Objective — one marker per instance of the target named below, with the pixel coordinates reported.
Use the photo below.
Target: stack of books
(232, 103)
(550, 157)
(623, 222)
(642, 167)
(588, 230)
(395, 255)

= Work task =
Repeat the records above exactly, with nothing left out.

= Solution =
Objective — one marker per instance of the target named below, with the pixel coordinates reported.
Use the photo below.
Target: stack of books
(232, 103)
(550, 157)
(623, 222)
(642, 167)
(588, 230)
(395, 255)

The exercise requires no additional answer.